Assigned task — Word for word, reproduce each line of the data below, omitting every image.

Data records —
--- --- ---
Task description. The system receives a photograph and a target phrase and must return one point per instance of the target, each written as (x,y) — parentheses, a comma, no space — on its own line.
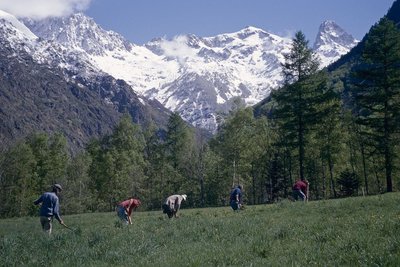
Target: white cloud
(178,48)
(39,9)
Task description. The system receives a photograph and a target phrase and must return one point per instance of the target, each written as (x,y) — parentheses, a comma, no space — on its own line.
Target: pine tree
(376,91)
(297,101)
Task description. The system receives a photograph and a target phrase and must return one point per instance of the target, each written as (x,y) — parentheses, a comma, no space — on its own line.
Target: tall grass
(361,231)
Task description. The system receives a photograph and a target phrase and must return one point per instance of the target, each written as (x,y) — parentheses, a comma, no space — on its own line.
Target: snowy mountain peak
(332,42)
(80,32)
(22,30)
(198,77)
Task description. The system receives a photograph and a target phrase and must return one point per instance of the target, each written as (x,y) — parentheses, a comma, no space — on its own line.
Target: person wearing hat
(172,205)
(125,208)
(235,199)
(50,208)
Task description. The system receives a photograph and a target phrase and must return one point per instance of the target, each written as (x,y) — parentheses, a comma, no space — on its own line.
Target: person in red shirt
(125,208)
(300,189)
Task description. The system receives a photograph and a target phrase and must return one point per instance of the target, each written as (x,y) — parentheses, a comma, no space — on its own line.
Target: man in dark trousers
(50,208)
(300,190)
(172,205)
(235,199)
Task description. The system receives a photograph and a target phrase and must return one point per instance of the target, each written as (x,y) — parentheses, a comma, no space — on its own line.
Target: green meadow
(362,231)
--- --- ---
Worked solution —
Task description. The system receives a photograph and a target phrase and must return one point per instance of the target, each written as (x,y) — parentheses, a comma, no space — on its own line.
Target: white cloud
(178,48)
(39,9)
Task description. The system receives a photograph and a target phrase and must return one point per instance of the target, each written as (x,y) — parentheses, a comma, no space — on its own line.
Target: pine tree
(376,91)
(297,101)
Task description. The system receives a photograph and a target phrase and must return one point per instance of the target, each written as (x,y) — parentheses, a comma, no space — on its own line.
Target: tall grass
(361,231)
Task description. The system receives a photograph and a target phrase and must return one point per instance of the target, each written as (x,y) — parentheses, a comma, no space — on its own line.
Target: snowy mountain peak
(332,42)
(80,32)
(22,30)
(198,77)
Task description. The system receives a photograph and a target phrase and must return one point per instance of the target, each written as (x,y) — parentheses, a comma, no space — on its own line.
Target: person wearing hat
(172,205)
(125,208)
(235,199)
(50,208)
Task description. The system receives a photograph and a target phrase and must return one point per instance of the target, each written as (x,y) — parentheses, a comma, no space — on its own line.
Target: person in red shirt
(125,208)
(300,189)
Task description. The system receives a photograph and a target phrase and must return one point per instance of the target, each written as (x,y) — parentheses, a comma, no space — on its own line.
Target: man in dark trousers
(50,208)
(300,190)
(172,205)
(235,199)
Task description. The system receives a photograph and a target phrase and must return one point per instance of the target, each written as (x,y) — parentheses, a comma, no space — on its own line.
Target: green meadow
(362,231)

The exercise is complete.